Edit the entries below so that every occurrence of "single point" becomes "single dot". Leave everything else unchanged.

----

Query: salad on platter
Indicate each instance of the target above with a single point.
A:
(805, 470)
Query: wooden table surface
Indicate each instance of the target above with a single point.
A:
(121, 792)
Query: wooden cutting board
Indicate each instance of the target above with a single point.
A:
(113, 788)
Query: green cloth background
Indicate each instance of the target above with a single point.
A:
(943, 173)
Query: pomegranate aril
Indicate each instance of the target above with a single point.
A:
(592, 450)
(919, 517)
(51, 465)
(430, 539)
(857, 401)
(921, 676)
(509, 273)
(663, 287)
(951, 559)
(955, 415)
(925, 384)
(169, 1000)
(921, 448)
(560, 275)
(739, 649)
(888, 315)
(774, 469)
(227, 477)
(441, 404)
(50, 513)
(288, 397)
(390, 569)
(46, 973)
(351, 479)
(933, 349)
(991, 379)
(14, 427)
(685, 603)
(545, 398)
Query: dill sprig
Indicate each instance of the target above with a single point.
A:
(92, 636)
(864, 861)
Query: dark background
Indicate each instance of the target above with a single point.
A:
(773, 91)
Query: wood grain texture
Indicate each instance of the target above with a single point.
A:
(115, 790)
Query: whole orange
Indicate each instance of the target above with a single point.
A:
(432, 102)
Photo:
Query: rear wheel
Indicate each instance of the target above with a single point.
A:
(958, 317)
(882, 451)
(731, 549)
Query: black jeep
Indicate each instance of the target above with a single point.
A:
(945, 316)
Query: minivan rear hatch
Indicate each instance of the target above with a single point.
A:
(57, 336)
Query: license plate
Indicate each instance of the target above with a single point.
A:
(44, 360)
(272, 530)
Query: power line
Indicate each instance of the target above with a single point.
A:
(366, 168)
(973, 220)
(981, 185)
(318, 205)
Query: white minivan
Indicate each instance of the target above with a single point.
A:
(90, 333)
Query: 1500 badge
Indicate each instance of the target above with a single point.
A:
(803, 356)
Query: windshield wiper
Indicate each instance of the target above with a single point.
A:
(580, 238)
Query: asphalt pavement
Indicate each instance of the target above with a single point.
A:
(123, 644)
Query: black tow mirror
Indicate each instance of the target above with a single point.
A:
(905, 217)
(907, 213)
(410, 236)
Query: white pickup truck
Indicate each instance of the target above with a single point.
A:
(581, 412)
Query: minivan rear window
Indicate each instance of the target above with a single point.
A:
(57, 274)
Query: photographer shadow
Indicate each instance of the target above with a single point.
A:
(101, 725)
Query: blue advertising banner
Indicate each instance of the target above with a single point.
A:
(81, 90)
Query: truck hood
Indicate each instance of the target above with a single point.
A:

----

Task solution:
Query: salad on platter
Indicate each instance of the target above with a single dot.
A:
(805, 470)
Query: wooden table surface
Indicate each instance of the target above with a single dot.
A:
(121, 792)
Query: wooden cutting board
Indicate each instance of the target above with a single dot.
A:
(113, 788)
Query: green cloth background
Indicate each instance of the target above with a single dot.
A:
(943, 173)
Query: pomegranate aril
Indicate each instance of the target above with a single dot.
A:
(592, 450)
(919, 517)
(51, 465)
(430, 539)
(857, 401)
(921, 676)
(509, 273)
(663, 287)
(951, 559)
(955, 415)
(925, 384)
(169, 1000)
(921, 448)
(560, 275)
(739, 649)
(888, 315)
(774, 469)
(227, 477)
(441, 404)
(50, 513)
(288, 397)
(390, 569)
(46, 973)
(351, 479)
(933, 349)
(991, 379)
(14, 427)
(685, 603)
(545, 398)
Query: dill sprig
Indicate each instance of the target above with a single dot.
A:
(92, 636)
(864, 861)
Query: dark background
Indicate each instance of the target above with a single dot.
A:
(773, 91)
Query: wood grain texture
Indicate each instance of the target above with a single dot.
A:
(115, 790)
Query: whole orange
Indicate each instance of the target above with a single dot.
A:
(432, 102)
Photo:
Query: rear wheel
Indicate each instance of the target above with a single dot.
A:
(958, 317)
(882, 451)
(731, 549)
Query: black jeep
Indicate each instance of the target above with a single dot.
A:
(945, 316)
Query: minivan rear hatch
Indicate each instance of the target above with a single dot.
A:
(57, 336)
Query: license plate
Indicate each instance of the target above with a single dot.
A:
(44, 360)
(272, 530)
Query: power line
Indicate each instance of the target above with a single dot.
A:
(366, 168)
(973, 220)
(981, 185)
(318, 205)
Query: white minivan
Indicate each instance of the target above with a single dot.
A:
(90, 333)
Query: 1500 badge
Indicate each instance of the target above with a single dot.
A:
(803, 356)
Query: windshield wiper
Indicate each instance of the target above with a single dot.
A:
(580, 238)
Query: asphalt pavement
Indicate each instance of the target above with a single dot.
A:
(123, 644)
Query: black tow mirror
Indicate each instance of the target above with a single dot.
A:
(905, 217)
(907, 213)
(410, 236)
Query: white pickup truck
Indicate each instance of the target above with a single dot.
A:
(581, 412)
Query: minivan rear window
Indicate each instance of the target above with a single dot.
A:
(57, 274)
Query: photographer shadow
Indicate each instance of the target above with a single dot.
A:
(101, 725)
Query: blue advertising banner
Indicate each instance of the target above with a single dot.
A:
(81, 90)
Query: truck hood
Indicate each instance of the target above with a single dot.
A:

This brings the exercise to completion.